-- START OF RAW DATA --

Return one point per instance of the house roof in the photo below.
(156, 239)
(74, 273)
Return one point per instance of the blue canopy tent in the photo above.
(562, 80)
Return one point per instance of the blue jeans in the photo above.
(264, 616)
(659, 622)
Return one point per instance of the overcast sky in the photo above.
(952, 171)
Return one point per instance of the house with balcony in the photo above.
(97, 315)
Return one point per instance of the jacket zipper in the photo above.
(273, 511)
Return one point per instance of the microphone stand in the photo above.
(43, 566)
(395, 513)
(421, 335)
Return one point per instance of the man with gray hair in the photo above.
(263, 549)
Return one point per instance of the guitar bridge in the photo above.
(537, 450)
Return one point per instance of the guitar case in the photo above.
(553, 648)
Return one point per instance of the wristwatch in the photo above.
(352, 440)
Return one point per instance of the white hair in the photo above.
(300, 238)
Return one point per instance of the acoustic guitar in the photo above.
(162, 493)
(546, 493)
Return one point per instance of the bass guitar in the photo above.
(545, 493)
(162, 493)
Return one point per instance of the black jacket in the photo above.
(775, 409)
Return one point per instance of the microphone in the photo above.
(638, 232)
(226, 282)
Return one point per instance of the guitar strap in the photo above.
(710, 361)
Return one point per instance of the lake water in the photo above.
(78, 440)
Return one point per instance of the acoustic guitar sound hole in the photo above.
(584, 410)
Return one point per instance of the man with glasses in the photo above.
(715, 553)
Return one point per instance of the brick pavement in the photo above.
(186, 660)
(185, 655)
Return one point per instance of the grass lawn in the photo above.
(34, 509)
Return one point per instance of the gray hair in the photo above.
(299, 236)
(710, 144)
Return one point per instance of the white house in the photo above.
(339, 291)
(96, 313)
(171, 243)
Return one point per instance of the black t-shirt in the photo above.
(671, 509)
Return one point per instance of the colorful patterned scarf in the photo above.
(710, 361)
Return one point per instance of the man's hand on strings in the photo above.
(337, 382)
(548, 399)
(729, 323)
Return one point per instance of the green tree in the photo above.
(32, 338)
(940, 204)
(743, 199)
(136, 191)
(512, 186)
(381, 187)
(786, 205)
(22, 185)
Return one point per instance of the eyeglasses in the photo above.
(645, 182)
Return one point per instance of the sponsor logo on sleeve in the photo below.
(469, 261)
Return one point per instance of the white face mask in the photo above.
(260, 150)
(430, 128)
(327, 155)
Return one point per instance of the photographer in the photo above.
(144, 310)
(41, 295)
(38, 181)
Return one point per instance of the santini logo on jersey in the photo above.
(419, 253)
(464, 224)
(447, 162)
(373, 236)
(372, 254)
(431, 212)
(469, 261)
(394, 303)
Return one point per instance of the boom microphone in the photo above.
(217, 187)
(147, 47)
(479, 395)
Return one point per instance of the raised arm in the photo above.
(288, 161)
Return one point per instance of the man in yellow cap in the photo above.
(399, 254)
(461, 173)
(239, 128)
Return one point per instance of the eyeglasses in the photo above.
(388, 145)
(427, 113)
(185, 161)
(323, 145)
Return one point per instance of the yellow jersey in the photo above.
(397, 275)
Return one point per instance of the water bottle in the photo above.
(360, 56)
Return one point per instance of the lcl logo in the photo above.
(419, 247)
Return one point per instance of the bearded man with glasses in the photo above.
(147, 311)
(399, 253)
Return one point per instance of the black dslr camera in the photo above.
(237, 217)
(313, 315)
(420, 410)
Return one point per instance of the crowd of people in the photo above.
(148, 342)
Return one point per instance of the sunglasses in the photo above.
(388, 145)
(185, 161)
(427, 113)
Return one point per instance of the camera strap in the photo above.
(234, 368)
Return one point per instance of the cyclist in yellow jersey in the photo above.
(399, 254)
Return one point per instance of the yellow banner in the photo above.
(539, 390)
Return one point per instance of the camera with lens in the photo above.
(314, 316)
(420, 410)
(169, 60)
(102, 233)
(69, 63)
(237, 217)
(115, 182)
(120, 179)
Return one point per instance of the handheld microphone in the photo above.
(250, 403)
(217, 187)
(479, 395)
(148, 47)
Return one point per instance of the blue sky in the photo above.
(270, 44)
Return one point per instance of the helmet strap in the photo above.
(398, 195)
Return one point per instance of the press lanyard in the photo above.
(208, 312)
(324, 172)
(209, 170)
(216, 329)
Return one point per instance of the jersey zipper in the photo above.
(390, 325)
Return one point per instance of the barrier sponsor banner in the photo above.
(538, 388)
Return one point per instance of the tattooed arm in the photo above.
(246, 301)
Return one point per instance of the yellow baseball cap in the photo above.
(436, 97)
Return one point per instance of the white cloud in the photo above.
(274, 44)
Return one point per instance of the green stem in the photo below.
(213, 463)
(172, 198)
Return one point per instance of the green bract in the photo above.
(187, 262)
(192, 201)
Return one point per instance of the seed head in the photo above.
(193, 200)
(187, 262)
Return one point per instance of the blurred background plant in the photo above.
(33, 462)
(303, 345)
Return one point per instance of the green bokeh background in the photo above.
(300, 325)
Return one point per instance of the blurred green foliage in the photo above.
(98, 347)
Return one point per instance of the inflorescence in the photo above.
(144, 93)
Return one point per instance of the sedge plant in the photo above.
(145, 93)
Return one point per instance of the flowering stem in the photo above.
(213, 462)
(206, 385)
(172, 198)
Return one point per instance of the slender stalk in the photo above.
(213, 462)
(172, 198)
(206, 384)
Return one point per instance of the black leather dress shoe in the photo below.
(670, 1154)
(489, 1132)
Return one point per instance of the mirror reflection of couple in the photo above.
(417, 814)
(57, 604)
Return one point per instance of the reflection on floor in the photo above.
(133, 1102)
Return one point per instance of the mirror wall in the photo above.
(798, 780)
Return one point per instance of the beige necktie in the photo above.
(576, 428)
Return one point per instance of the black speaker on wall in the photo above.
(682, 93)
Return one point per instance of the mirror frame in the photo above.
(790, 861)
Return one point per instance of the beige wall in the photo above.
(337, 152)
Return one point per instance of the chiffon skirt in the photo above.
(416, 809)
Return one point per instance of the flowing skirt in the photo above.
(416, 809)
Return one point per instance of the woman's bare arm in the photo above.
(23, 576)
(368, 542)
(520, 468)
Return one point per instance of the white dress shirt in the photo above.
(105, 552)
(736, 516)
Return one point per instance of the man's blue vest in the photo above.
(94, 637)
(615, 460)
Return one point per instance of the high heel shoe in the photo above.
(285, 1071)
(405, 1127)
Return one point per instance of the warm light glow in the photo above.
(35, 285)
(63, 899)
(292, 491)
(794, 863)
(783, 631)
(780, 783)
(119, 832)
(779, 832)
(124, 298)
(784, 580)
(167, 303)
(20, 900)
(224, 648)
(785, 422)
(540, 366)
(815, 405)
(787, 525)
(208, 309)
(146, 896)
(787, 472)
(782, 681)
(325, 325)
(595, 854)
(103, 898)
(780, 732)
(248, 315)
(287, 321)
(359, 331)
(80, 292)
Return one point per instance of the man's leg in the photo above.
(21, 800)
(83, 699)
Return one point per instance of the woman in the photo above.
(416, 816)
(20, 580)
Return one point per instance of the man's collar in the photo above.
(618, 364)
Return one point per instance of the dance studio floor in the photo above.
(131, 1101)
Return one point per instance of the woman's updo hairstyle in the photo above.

-- END OF RAW DATA --

### STATED TASK
Reproduce each record shown above without altering a single word.

### TASK OUTPUT
Return one point per instance of the house roof in the photo below.
(156, 239)
(74, 273)
Return one point per instance of the blue canopy tent in the photo above.
(562, 80)
Return one point per instance of the blue jeans in the photo above.
(264, 616)
(659, 622)
Return one point per instance of the overcast sky in the photo above.
(952, 171)
Return one point per instance of the house with balcony in the photo above.
(97, 315)
Return one point per instance of the jacket zipper in the photo above.
(273, 511)
Return one point per instance of the microphone stand in the photo above.
(43, 566)
(395, 513)
(421, 335)
Return one point per instance of the man with gray hair in the photo above.
(263, 549)
Return one point per instance of the guitar bridge in the photo above.
(537, 450)
Return one point per instance of the guitar case in the photo above.
(553, 648)
Return one point per instance of the wristwatch in the photo above.
(352, 440)
Return one point per instance of the white hair in the photo above.
(300, 238)
Return one point per instance of the acoustic guitar in the photo above.
(162, 493)
(546, 493)
Return one point per instance of the bass guitar in the photo above.
(545, 493)
(162, 493)
Return one point per instance of the black jacket in the photo above.
(775, 409)
Return one point per instance of the microphone in the photo above.
(638, 232)
(226, 282)
Return one point per instance of the guitar strap in the photo above.
(710, 361)
Return one point per instance of the lake water in the photo above.
(78, 440)
Return one point per instance of the acoustic guitar sound hole in the photo above.
(584, 410)
Return one point per instance of the man with glasses in the photo above.
(715, 553)
Return one point per instance of the brick pavement in the photo above.
(186, 660)
(185, 655)
Return one point per instance of the grass lawn in the photo above.
(34, 509)
Return one point per instance of the gray hair in the photo above.
(299, 236)
(710, 144)
Return one point per instance of the white house in the photo above.
(339, 291)
(96, 313)
(171, 243)
Return one point per instance of the black t-shirt in the photo above.
(671, 509)
Return one point per instance of the colorful patterned scarf in the photo above.
(710, 361)
Return one point per instance of the man's hand on strings in the photo above.
(337, 382)
(548, 399)
(729, 323)
Return one point per instance of the green tree in the photo above.
(32, 338)
(940, 204)
(743, 199)
(136, 191)
(512, 186)
(381, 187)
(786, 205)
(22, 185)
Return one point per instance of the eyeglasses in the photo above.
(645, 182)
Return one point per instance of the sponsor logo on sleeve in the photo below.
(469, 261)
Return one point per instance of the white face mask in the photo above.
(260, 150)
(430, 128)
(327, 155)
Return one point per instance of the photographer in the photo above.
(144, 310)
(41, 295)
(38, 181)
Return one point per instance of the santini logo on jersey in the photo above.
(419, 253)
(464, 224)
(447, 162)
(373, 236)
(372, 254)
(431, 212)
(469, 261)
(394, 303)
Return one point per instance of the boom microphone in the photo above.
(217, 187)
(147, 47)
(479, 395)
Return one point per instance of the raised arm in the photo above.
(288, 161)
Return one point per instance of the man in yellow cap in the photo above.
(399, 254)
(461, 173)
(239, 128)
Return one point per instance of the eyeglasses in the photo above.
(388, 145)
(427, 113)
(185, 161)
(323, 145)
Return one point per instance of the yellow jersey in the photo above.
(397, 275)
Return one point per instance of the water bottle in the photo above.
(360, 56)
Return one point per instance of the lcl logo in the photo above.
(419, 247)
Return one point per instance of the bearded man with glasses in the photo above.
(147, 311)
(399, 253)
Return one point per instance of the black dslr camera in the photo above.
(237, 217)
(313, 315)
(420, 410)
Return one point per instance of the crowd of people in the photo above.
(148, 342)
Return one point per instance of the sunglasses in the photo above.
(388, 145)
(185, 161)
(427, 113)
Return one point per instance of the camera strap in the photo above.
(234, 368)
Return one point per instance of the cyclist in yellow jersey in the photo above.
(399, 254)
Return one point per instance of the yellow banner in the photo above.
(539, 390)
Return one point per instance of the camera with lens in the photo above.
(314, 316)
(420, 410)
(169, 60)
(102, 233)
(69, 63)
(237, 217)
(115, 182)
(120, 179)
Return one point per instance of the handheld microphone in the photo above.
(250, 403)
(217, 187)
(479, 395)
(148, 47)
Return one point per instance of the blue sky in the photo above.
(270, 44)
Return one point per instance of the helmet strap in the photo above.
(398, 195)
Return one point per instance of the press lanyard in the photo above.
(208, 312)
(324, 172)
(209, 170)
(216, 329)
Return one point per instance of the jersey zipper in the photo above.
(390, 325)
Return one point per instance of the barrier sponsor banner in the photo above.
(538, 388)
Return one point per instance of the tattooed arm in the photo above.
(246, 301)
Return one point per instance of the yellow baseball cap in the photo above.
(436, 97)
Return one point per instance of the white cloud in the photo above.
(274, 44)
Return one point per instance of the green stem in the photo below.
(213, 463)
(172, 198)
Return one point per instance of the green bract in the photo above.
(187, 262)
(192, 201)
Return one point per instance of the seed head in the photo above.
(193, 200)
(187, 262)
Return one point per instance of the blurred background plant in the photo above.
(33, 462)
(303, 345)
Return one point per instance of the green bokeh background in the photo above.
(300, 325)
Return one point per instance of the blurred green foliage in the photo above.
(98, 347)
Return one point per instance of the inflorescence in the photo above.
(144, 93)
Return one point per instance of the sedge plant in the photo above.
(145, 93)
Return one point per instance of the flowering stem in the photo above.
(213, 462)
(206, 385)
(172, 198)
Return one point per instance of the slender stalk in the photo above.
(213, 462)
(172, 198)
(206, 384)
Return one point per instance of the black leather dress shoe in the photo below.
(670, 1154)
(489, 1132)
Return one point per instance of the mirror reflection of couple in the photo above.
(417, 814)
(57, 604)
Return one point per instance of the reflection on floor in the photo above.
(133, 1102)
Return one point per instance of the mirror wall in the photo above.
(798, 780)
Return one point per instance of the beige necktie in the photo above.
(576, 428)
Return one point per instance of the black speaker on wall in the photo above.
(682, 93)
Return one point per instance of the mirror frame in the photo above.
(790, 861)
Return one point per instance of the beige wall in the photo above.
(337, 152)
Return one point per instance of the chiffon skirt in the photo above.
(416, 809)
Return one point per instance of the flowing skirt in the photo above.
(416, 809)
Return one point per instance of the woman's bare arm in the photo above.
(23, 576)
(368, 542)
(520, 468)
Return one point per instance of the white dress shirt in the photo above.
(105, 552)
(736, 516)
Return one point per instance of the man's blue vest in the photo above.
(94, 637)
(615, 460)
Return one point per instance of the high heel shoe in the photo above.
(285, 1071)
(405, 1127)
Return one point per instance of the warm light glow in the photo above.
(35, 285)
(63, 899)
(292, 491)
(794, 863)
(783, 631)
(780, 783)
(119, 832)
(779, 832)
(124, 298)
(784, 580)
(167, 303)
(20, 900)
(224, 648)
(785, 422)
(540, 366)
(815, 405)
(787, 525)
(208, 309)
(146, 896)
(787, 472)
(782, 681)
(325, 325)
(595, 854)
(103, 898)
(780, 732)
(248, 315)
(287, 321)
(359, 331)
(80, 292)
Return one point per instance of the man's leg in the photo above.
(21, 800)
(83, 699)
Return one point per instance of the woman in the photo above.
(416, 816)
(20, 580)
Return one point per instance of the man's collar in the photo above.
(618, 364)
Return one point per instance of the dance studio floor in the photo above.
(131, 1101)
Return one point per instance of the woman's updo hairstyle in the photo above.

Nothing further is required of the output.